REQUIRED WORK:
Please copy everything from the line containing "Guideline: for every instance of the naval" down to the last of these lines, keeping every line, and shift each x and y coordinate in the answers up by 21.

DATA SUPPLIED:

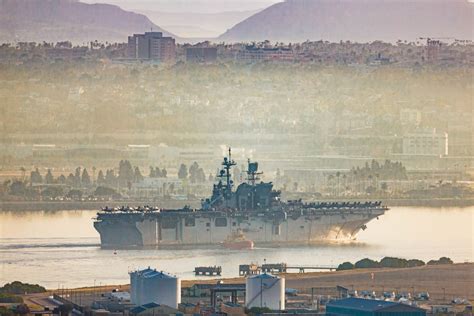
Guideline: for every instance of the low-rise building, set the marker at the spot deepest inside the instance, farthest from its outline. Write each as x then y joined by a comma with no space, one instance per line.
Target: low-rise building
367,307
201,54
425,142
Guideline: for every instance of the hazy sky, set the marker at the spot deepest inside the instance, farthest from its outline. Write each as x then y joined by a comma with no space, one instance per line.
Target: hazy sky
202,6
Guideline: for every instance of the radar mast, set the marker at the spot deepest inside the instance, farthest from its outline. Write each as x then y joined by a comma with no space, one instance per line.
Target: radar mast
252,172
227,164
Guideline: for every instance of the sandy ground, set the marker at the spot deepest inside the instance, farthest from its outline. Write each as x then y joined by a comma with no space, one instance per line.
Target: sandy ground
443,282
456,280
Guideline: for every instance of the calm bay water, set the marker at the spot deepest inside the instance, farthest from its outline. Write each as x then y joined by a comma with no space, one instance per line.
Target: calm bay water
62,249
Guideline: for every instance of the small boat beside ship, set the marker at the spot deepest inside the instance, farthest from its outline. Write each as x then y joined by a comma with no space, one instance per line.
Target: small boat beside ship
253,208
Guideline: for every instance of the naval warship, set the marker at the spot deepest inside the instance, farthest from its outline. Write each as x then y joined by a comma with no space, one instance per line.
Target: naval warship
253,208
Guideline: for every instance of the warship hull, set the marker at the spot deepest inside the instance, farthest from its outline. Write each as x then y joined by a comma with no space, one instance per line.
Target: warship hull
207,227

THE OUTPUT:
Guideline: for every instance of the naval warship, set the marker at the spot deepest inside the instance, farthest from its outline. Write each as x then y joined by a comma with no space, one instance per line.
Target: naval warship
274,229
Guideline: for every instance of the warship hull, set the marker at the spot deepest inside the instance, farthest from its outline. Write each as x then y joined by a comma with no space, one instance per line.
Target: warship hull
228,248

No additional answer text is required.